-- begin Exercise materials --

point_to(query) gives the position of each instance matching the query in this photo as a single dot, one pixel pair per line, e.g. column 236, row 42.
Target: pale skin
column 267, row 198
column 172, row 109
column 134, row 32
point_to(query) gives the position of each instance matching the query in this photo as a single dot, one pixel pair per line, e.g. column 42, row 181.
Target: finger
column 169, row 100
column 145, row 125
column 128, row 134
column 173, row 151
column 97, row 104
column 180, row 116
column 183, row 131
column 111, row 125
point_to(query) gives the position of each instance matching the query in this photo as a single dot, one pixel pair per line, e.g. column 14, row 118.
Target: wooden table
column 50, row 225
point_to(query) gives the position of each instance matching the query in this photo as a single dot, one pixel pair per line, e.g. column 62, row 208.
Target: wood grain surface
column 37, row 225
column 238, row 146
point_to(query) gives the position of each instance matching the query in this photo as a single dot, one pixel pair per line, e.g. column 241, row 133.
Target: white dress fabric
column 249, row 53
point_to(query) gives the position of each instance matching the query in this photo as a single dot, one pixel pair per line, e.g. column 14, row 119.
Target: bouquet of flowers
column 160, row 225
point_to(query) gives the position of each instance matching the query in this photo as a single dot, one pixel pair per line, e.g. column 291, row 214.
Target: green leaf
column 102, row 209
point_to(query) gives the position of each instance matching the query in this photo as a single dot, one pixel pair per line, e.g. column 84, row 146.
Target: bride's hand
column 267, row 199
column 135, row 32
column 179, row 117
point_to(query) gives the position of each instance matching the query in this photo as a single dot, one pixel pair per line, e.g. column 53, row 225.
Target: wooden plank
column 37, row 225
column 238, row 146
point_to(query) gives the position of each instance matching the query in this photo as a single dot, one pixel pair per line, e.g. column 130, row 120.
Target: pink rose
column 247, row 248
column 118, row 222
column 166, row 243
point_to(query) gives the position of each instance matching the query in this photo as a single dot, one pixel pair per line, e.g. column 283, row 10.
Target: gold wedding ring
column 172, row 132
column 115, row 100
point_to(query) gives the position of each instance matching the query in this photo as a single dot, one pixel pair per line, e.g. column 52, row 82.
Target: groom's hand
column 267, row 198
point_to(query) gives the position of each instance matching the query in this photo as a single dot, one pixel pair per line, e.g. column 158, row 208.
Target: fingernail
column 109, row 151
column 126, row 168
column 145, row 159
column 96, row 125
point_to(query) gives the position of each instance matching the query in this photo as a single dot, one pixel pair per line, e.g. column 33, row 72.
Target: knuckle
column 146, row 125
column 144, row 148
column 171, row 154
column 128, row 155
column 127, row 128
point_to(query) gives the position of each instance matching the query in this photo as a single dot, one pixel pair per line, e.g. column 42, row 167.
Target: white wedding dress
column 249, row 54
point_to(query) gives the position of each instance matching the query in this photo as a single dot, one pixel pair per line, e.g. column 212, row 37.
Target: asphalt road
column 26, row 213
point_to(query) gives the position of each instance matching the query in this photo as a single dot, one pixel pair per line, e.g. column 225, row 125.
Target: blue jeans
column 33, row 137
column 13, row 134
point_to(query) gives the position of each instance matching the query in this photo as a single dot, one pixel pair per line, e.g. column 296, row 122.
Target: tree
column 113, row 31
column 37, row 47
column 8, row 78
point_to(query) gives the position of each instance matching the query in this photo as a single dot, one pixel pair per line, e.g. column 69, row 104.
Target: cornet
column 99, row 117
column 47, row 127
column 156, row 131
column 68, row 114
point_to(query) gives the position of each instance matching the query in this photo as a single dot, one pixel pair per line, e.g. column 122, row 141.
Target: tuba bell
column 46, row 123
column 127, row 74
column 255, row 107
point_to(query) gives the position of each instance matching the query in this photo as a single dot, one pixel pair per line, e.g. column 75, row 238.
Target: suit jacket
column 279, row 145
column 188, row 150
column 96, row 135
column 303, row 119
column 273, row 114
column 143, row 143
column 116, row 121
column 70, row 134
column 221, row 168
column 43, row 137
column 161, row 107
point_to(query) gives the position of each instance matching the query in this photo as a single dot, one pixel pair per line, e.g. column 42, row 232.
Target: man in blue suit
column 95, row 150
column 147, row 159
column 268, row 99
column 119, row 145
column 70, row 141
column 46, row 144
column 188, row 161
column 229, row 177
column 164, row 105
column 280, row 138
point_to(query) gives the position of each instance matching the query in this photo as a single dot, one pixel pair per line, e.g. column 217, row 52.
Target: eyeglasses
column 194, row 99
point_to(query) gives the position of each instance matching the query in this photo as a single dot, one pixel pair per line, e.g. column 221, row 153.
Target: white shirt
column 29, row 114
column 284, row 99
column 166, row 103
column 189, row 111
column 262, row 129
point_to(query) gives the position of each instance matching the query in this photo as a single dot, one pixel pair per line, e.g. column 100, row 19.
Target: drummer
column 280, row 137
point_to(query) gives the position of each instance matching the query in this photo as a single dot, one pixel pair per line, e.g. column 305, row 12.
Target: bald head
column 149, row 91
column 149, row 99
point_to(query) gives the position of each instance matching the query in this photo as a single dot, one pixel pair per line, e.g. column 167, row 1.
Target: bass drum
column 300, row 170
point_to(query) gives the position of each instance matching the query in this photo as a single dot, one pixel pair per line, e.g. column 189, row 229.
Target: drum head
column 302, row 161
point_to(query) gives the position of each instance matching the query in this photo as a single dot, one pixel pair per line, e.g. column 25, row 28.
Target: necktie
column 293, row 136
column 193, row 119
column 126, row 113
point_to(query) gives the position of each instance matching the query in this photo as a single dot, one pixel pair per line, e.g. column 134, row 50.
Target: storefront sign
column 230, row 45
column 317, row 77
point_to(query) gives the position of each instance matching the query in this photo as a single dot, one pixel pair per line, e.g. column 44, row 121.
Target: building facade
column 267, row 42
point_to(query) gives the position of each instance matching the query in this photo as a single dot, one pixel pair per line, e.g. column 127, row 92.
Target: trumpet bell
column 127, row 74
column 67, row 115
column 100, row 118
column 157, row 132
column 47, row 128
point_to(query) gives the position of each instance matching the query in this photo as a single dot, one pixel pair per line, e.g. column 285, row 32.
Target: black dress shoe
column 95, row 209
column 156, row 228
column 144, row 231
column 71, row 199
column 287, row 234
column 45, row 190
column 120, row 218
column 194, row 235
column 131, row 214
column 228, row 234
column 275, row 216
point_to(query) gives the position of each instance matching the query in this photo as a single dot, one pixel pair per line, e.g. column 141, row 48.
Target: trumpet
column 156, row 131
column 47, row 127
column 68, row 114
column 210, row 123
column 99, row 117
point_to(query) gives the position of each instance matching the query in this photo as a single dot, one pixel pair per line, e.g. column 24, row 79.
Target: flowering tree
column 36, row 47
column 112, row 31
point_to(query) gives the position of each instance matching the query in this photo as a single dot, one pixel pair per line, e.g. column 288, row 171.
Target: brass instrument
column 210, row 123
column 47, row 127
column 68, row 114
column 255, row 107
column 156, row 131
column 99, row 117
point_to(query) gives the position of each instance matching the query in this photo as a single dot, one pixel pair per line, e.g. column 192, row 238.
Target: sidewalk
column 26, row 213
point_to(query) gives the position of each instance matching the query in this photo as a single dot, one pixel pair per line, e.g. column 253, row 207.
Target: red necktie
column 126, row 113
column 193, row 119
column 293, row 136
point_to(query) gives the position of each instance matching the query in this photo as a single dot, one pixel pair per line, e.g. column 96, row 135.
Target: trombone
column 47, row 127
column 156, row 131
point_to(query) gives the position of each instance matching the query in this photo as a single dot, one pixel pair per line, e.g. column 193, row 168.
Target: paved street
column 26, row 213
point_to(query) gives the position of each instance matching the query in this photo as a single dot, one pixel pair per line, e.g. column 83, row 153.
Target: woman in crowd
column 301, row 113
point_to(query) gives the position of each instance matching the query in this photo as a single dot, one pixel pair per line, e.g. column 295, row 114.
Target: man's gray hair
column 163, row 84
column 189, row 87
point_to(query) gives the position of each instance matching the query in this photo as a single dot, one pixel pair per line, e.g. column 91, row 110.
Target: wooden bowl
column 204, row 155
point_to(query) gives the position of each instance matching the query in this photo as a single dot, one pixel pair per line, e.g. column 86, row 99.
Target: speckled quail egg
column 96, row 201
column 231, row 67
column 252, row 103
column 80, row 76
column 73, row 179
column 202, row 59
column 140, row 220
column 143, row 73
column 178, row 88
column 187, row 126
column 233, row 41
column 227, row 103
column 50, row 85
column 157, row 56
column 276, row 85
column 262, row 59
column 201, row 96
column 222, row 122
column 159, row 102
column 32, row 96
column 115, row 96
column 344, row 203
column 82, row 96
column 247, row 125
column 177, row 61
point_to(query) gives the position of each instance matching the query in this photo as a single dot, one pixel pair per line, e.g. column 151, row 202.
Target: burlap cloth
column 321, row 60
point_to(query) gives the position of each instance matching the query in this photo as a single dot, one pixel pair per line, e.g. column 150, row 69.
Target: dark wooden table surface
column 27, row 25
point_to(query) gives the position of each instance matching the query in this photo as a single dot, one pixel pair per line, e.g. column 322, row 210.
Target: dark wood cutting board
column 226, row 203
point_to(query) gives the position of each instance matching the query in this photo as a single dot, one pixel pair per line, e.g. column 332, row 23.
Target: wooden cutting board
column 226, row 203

-- end Exercise materials --

• What is required: Reproduce word for word the part of the entries that begins with the line containing "241, row 133." and ends with the line containing "column 166, row 243", including both of those lines.

• Full solution:
point_to(query) gives the position of each instance matching the query in this photo as a single dot, one pixel pair per line, e.g. column 241, row 133.
Target: white dress fabric
column 249, row 53
point_to(query) gives the position of each instance matching the query in this photo as a single dot, one pixel pair per line, e.g. column 14, row 119.
Target: bouquet of flowers
column 160, row 225
point_to(query) gives the position of each instance matching the query in this photo as a single dot, one pixel pair per line, e.g. column 291, row 214.
Target: green leaf
column 102, row 209
point_to(query) gives the position of each instance matching the query in this photo as a single dot, one pixel pair per line, e.g. column 84, row 146.
Target: bride's hand
column 267, row 199
column 135, row 32
column 179, row 117
point_to(query) gives the position of each instance matching the query in this photo as a single dot, one pixel pair per line, e.g. column 53, row 225.
Target: wooden plank
column 37, row 225
column 238, row 146
point_to(query) gives the position of each instance matching the query in this photo as a single dot, one pixel pair per line, e.g. column 130, row 120.
Target: pink rose
column 247, row 248
column 118, row 222
column 166, row 243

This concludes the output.